List of tasks
1. Print the passage below on the South Africa Investment Conference, between "In 2018, Ramaphosa" and "actually been invested.", inclusive.
2. Answer these questions using the passage below on the South Africa Investment Conference. Give each answer on its own line, marked (a), (b) and (c).
(a) What five-year investment target did Ramaphosa set in 2018?
(b) How many projects were delayed or put on hold because of the pandemic?
(c) About how many people will the continental market under the African Continental Free Trade Area include?
3. Continue the passage below on the South Africa Investment Conference, starting after its last sentence.

Segment Start: Given passage

President Cyril Ramaphosa used the platform of the third South Africa Investment Conference to underline the country’s potential to act a gateway to the African market, as he sought to reignite investor interest in an economy that has been underperforming for more than a decade and has been severely damaged since the onset of the Covid-19 pandemic.
In 2018, Ramaphosa set a five-year target of securing R1.2-trillion in new investment and in 2018 and 2019 combined investment pledges worth R664-billion across 102 projects had been made by domestic and foreign investors. To date, R172-billion of the committed amount had actually been invested.
The investment outlook had been severely hurt by the pandemic and Ramaphosa reported that 21 projects, representing about 10% of the total commitments, had been delayed or placed on hold as a result.
In an address designed to highlight the efforts under way, including the implementation of reforms in the areas of energy and the digital economy, to improve the investment climate, Ramaphosa argued that the African continent stood “on the cusp of a new era in its economic development”.
“In January next year, the African Continental Free Trade Area will take effect, establishing a continental market of some 1.3-billion people with a combined gross domestic product (GDP) in the region of $2.3-trillion dollars,” he said, describing it as one of the largest free trade areas globally.
“With its advanced infrastructure, diverse economy, sophisticated capital markets and developed manufacturing capacity, South Africa is the ideal location for any company wanting to reach the continental market with greater effectiveness from a cost and logistical point of view,” the President said.
The recently launched Economic Reconstruction and Recovery Plan also included the further integration of the Africa market as a key priority, alongside the other priorities of implementing a large-scale infrastructure roll-out, bolstering energy security and undertaking initiatives to stimulate job creation and localisation.

Segment End: Given passage
Segment Start: Entries supplied

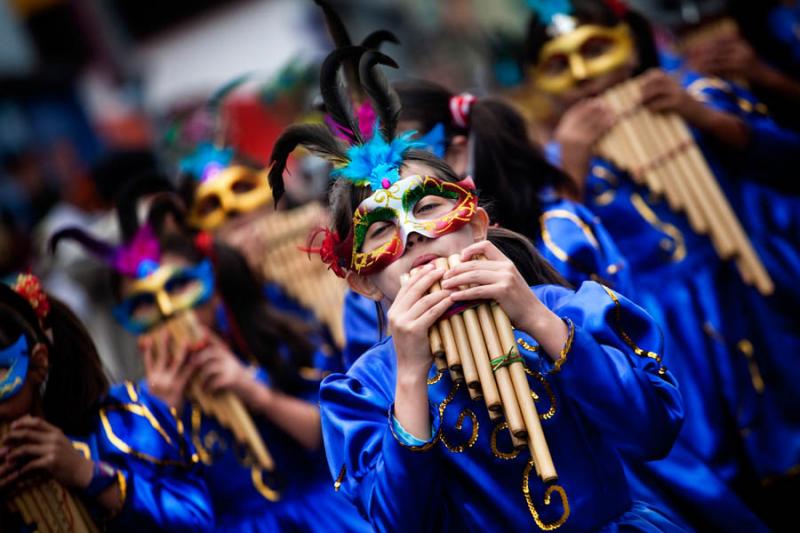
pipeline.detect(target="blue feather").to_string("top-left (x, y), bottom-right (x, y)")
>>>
top-left (527, 0), bottom-right (572, 25)
top-left (180, 142), bottom-right (233, 182)
top-left (331, 123), bottom-right (425, 191)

Segment End: Entries supplied

Task-by-task outputs
1.
In 2018, Ramaphosa set a five-year target of securing R1.2-trillion in new investment and in 2018 and 2019 combined investment pledges worth R664-billion across 102 projects had been made by domestic and foreign investors. To date, R172-billion of the committed amount had actually been invested.

2.
(a) R1.2-trillion in new investment
(b) 21
(c) Some 1.3-billion people

3.
“The private sector is vital to the achievement of these priorities and shifting the economic trajectory of our country. This is particularly true of our infrastructure programme, which relies on private investment in new infrastructure projects to create efficient, world-class network infrastructure and boost aggregate demand.”
Ramaphosa added that the newly activated Infrastructure Fund would direct public funds in a way that could leverage private investment at a larger scale. Government has committed R100-billion for the fund for the coming ten years.
The President also used the occasion to showcase the Operation Vulindlela initiative set up jointly by the Presidency and the National Treasury to oversee the reforms required to improve the business and investment climate.
“Operation Vulindlela will ‘open the way’ for high-impact economic reforms in network industries such as energy, water, telecommunications and transport, as well as in attracting critical skills and streamlining the visa regime,” Ramaphosa said, adding that the team reported implementation progress directly to him.
“We will focus on a number of priority reforms with clear timeframes and make sure they are effectively and swiftly executed.”